──────── Teks Bacaan ────────

Pemandangan pada laut ini menampakkan wajah pulau Ternate, salah satu dari
anak-anak tersebut bercerita bahwa Ibu nya sedang berpergian ke kota Ternate,
membeli kebutuhan pangan mereka, mengingat keterbatasan penyedian bahan pangan
di pulau ini. Ketika orang tua mereka berpergian ke kota Ternate untuk membeli
sembako dan kebutuhan lainnya, mereka terbiasa untuk mengerjakan pekerjaan
rumah, seperti mencuci piring, menanak nasi dan melakukan pekerjaan Ibu yang
lainnya, dan tak lupa pula, bagi mereka yang memiliki adik yang berusia balita
atau batuta dan masih dalam pengawasan, merekalah yang bertanggung jawab untuk
merawat adik mereka pada saat tersebut, mereka telah terlatih untuk melakukan
pekerjaan tersebut. Hebat bukan adik-adik ini? Mereka yang terbiasa melakukan
tanpa pamrih, melakukan dengan sepenuh hati, tiada balasan terbaik selain
kebaikan bagi mereka.

────────

• Tugas yang Dikerjakan:
**A)** Salin bagian teks bacaan dari "Pemandangan pada laut" sampai "kebaikan bagi mereka." tanpa mengubah satu kata pun.
**B)** Tentukan apakah setiap pernyataan berikut sesuai dengan teks bacaan. Jawab ya atau tidak, lalu kutip kata-kata teks yang menentukan jawaban itu.
(i) Ibu dari salah satu anak sedang bepergian ke kota Ternate untuk membeli kebutuhan pangan.
(ii) Ketika orang tua pergi ke kota Ternate, anak-anak mengerjakan pekerjaan rumah seperti mencuci piring dan menanak nasi.
(iii) Selama orang tua pergi, adik yang masih balita dititipkan kepada tetangga.

──────── Bahan yang Diberikan ────────

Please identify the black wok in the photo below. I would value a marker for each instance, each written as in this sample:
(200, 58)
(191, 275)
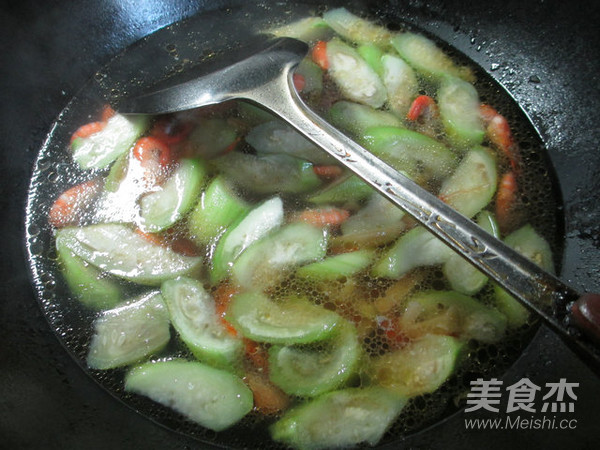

────────

• Hasil Tiap Tugas:
**A)**
Pemandangan pada laut ini menampakkan wajah pulau Ternate, salah satu dari
anak-anak tersebut bercerita bahwa Ibu nya sedang berpergian ke kota Ternate,
membeli kebutuhan pangan mereka, mengingat keterbatasan penyedian bahan pangan
di pulau ini. Ketika orang tua mereka berpergian ke kota Ternate untuk membeli
sembako dan kebutuhan lainnya, mereka terbiasa untuk mengerjakan pekerjaan
rumah, seperti mencuci piring, menanak nasi dan melakukan pekerjaan Ibu yang
lainnya, dan tak lupa pula, bagi mereka yang memiliki adik yang berusia balita
atau batuta dan masih dalam pengawasan, merekalah yang bertanggung jawab untuk
merawat adik mereka pada saat tersebut, mereka telah terlatih untuk melakukan
pekerjaan tersebut. Hebat bukan adik-adik ini? Mereka yang terbiasa melakukan
tanpa pamrih, melakukan dengan sepenuh hati, tiada balasan terbaik selain
kebaikan bagi mereka.

**B)**
(i) Ya: "Ibu nya sedang berpergian ke kota Ternate, membeli kebutuhan pangan mereka"
(ii) Ya: "mereka terbiasa untuk mengerjakan pekerjaan rumah, seperti mencuci piring, menanak nasi"
(iii) Tidak: "merekalah yang bertanggung jawab untuk merawat adik mereka pada saat tersebut"